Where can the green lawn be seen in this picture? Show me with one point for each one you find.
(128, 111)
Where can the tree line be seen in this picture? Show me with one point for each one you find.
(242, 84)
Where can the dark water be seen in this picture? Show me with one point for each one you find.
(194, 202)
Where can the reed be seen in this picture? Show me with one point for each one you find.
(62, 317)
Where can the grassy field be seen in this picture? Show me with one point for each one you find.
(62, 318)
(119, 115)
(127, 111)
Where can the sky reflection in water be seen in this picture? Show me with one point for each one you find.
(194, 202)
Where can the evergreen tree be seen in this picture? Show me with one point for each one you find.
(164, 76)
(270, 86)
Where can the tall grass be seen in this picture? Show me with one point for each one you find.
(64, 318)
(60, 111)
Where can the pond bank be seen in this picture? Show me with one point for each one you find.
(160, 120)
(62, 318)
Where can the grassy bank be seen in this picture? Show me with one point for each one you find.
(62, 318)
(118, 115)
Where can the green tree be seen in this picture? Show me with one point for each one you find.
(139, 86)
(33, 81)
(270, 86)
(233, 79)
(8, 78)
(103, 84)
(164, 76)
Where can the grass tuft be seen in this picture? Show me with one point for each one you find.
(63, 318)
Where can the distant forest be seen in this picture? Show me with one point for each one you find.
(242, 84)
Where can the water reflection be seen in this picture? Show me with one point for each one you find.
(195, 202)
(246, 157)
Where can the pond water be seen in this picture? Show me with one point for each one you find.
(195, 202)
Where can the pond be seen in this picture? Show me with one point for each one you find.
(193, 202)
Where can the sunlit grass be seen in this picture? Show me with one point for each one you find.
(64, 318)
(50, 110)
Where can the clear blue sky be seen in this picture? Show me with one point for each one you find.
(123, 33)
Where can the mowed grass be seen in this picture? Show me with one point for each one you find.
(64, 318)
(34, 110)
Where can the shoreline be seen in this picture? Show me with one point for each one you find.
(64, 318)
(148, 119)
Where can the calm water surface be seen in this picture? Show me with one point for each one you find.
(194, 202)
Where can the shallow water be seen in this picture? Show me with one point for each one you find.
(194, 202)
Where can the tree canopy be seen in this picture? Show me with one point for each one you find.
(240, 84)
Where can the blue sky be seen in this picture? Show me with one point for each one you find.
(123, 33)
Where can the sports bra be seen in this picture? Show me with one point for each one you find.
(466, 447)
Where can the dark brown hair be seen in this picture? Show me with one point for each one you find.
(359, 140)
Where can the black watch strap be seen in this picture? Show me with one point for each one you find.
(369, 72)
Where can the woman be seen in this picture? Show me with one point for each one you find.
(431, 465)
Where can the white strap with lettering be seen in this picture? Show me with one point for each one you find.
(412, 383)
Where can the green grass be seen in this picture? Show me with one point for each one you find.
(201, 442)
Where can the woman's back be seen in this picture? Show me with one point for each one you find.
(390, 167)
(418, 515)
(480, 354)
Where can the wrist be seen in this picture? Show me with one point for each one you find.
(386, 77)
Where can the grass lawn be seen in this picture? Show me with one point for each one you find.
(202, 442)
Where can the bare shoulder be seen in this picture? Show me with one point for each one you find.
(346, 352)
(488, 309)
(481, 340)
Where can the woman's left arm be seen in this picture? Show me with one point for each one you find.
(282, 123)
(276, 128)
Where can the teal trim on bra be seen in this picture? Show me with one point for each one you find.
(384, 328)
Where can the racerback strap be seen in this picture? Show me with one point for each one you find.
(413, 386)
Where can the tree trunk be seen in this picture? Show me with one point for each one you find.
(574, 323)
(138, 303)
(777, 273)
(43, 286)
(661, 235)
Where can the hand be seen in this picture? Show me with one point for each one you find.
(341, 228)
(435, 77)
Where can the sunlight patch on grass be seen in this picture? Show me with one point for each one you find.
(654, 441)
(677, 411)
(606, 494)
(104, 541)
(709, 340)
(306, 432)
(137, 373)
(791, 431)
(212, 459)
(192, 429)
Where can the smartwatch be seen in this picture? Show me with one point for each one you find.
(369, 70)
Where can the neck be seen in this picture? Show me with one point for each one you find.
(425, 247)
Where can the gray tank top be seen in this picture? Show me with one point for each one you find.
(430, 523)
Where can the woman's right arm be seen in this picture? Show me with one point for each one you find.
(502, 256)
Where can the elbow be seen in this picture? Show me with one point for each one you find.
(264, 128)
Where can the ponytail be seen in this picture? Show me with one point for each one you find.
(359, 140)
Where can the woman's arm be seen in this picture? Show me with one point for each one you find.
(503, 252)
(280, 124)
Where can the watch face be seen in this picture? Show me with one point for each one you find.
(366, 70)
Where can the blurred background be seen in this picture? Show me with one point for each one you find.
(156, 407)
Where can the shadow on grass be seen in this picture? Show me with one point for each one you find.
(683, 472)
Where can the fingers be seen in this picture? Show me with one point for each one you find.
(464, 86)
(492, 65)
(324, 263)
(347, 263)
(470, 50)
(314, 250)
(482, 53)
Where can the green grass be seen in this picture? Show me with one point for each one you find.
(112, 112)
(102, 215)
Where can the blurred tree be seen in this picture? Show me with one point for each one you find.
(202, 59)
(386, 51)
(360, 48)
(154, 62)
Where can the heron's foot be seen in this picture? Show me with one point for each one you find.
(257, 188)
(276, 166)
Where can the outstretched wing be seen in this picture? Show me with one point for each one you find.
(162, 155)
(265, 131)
__________________________________________________
Reproduce every record, matching each line exactly.

Where can the green lawn be seen in this picture? Show me with one point for each one you find.
(128, 111)
Where can the tree line be seen in this picture? Show me with one point for each one you find.
(242, 84)
Where can the dark water be seen in this picture? Show me with one point for each one you find.
(194, 202)
Where can the reed be seen in this picture? Show me with one point for each one you find.
(62, 317)
Where can the grassy field be seen in this picture? Show me with one point for each one you find.
(62, 318)
(119, 115)
(127, 111)
Where can the sky reflection in water be seen in this picture? Show me with one point for each one you find.
(194, 202)
Where can the evergreen tree be seen in this picture? Show me with one point for each one you find.
(164, 76)
(270, 86)
Where can the tall grass be seen in this picture? Show me with one point for each one you find.
(64, 318)
(60, 111)
Where can the pond bank be seen in this picture? Show me with one point for each one you find.
(160, 120)
(62, 318)
Where can the grassy bank be seen in this picture? Show me with one point for each one you find.
(62, 318)
(118, 115)
Where can the green tree be seen in this picture? Show me with one point for each one you find.
(139, 86)
(33, 81)
(270, 86)
(233, 79)
(8, 78)
(103, 84)
(164, 76)
Where can the grass tuft be seen in this picture? Show me with one point for each one you find.
(63, 318)
Where can the distant forest be seen in this picture? Show me with one point for each one you find.
(242, 84)
Where can the water reflection be seen in this picture? Show me with one point for each one you find.
(195, 202)
(246, 157)
Where can the pond water be seen in this picture? Show me with one point for each one you find.
(195, 202)
Where can the pond be seen in this picture? Show me with one point for each one you find.
(193, 202)
Where can the sunlit grass be seen in this picture? Show me with one point for each one you find.
(64, 318)
(50, 110)
Where can the clear blue sky be seen in this picture? Show me with one point for each one you find.
(123, 33)
Where can the mowed grass be seen in this picture? Show me with one point for each one you find.
(64, 318)
(34, 110)
Where can the shoreline be seen in this picture? Show me with one point for each one you find.
(64, 318)
(148, 119)
Where can the calm water surface be seen in this picture? Show me with one point for each one you find.
(194, 202)
Where can the shallow water be seen in this picture? Show me with one point for each one you find.
(194, 202)
Where can the tree canopy be seen in this picture? Show me with one point for each one you find.
(240, 84)
Where can the blue sky be seen in this picture? Show me with one point for each one you find.
(123, 33)
Where can the sports bra be seen in this picture? Show me with one point for each one you find.
(466, 447)
Where can the dark brown hair be seen in this picture? Show me with one point for each one you find.
(359, 140)
Where can the black watch strap be seen in this picture? Show me with one point for each one you find.
(369, 72)
Where can the woman be seen in this picture? Show me with one point for each one you find.
(431, 465)
Where can the white strap with lettering be seen in this picture? Show me with one point for each one you find.
(412, 383)
Where can the green grass be seen in this picture? Show me with one point for each one you find.
(201, 442)
Where can the woman's back be seen in this picture? Show me with one point for each one you find.
(390, 167)
(418, 515)
(480, 354)
Where can the wrist be seen in this picture? Show me with one point for each one you find.
(386, 77)
Where can the grass lawn be seen in this picture? Show me with one point for each one you find.
(202, 442)
Where can the bare shoulder be seen in this picture? Show me with one point for each one you find.
(346, 352)
(488, 309)
(481, 340)
Where can the woman's left arm be seen in this picture? Show me with one point for each one you find.
(282, 123)
(276, 128)
Where can the teal trim on bra be seen in this picture? Show me with one point for each one you find.
(384, 328)
Where can the racerback strap be seen in this picture? Show me with one point for each one you find.
(413, 386)
Where can the tree trunk be seen in this picture? Show me with one point for each one you find.
(574, 323)
(138, 303)
(777, 273)
(43, 286)
(661, 235)
Where can the hand be seen in this picture? Show me with one point for each one you find.
(341, 228)
(435, 77)
Where can the sunlight patch on grass be seen in this picture? Show me with one point for each one you find.
(654, 441)
(677, 411)
(606, 494)
(104, 541)
(709, 340)
(306, 432)
(137, 373)
(791, 431)
(212, 459)
(192, 429)
Where can the smartwatch be seen in this picture? Show me with one point for each one you find.
(369, 70)
Where can the neck be seen in this picture? Show me with one point for each one you find.
(425, 247)
Where can the gray tank top be seen in this picture? Show me with one point for each one you find.
(430, 523)
Where can the woman's right arm be seen in this picture? Show me with one point for each one you find.
(502, 256)
Where can the elbow be seen in this picture? Show me with one point for each one you find.
(264, 128)
Where can the ponytail be seen in this picture? Show me with one point for each one you find.
(359, 140)
Where can the woman's arm be seen in this picture? Show me with one point for each one you find.
(503, 252)
(280, 124)
Where can the watch face be seen in this picture? Show me with one point for each one you find.
(366, 70)
Where can the blurred background be seen in this picture? Show me with one point for each one you find.
(156, 407)
Where can the shadow on grass be seen in this picture? Show me with one point for each one you find.
(683, 472)
Where can the fingers be seen in this picture? Show me with one point for each one you find.
(464, 86)
(492, 65)
(324, 263)
(347, 263)
(470, 50)
(314, 250)
(482, 53)
Where can the green grass be seen in this picture? Show me with one point for each one you find.
(112, 112)
(102, 215)
Where can the blurred tree be seen in this picture? Show me with one point for each one you find.
(202, 59)
(386, 51)
(360, 48)
(154, 62)
Where can the heron's foot be seen in this picture? Show me with one point for each one you find.
(257, 188)
(276, 166)
Where can the outstretched wing be seen in this picture? Show me with one point for each one you find.
(162, 155)
(265, 131)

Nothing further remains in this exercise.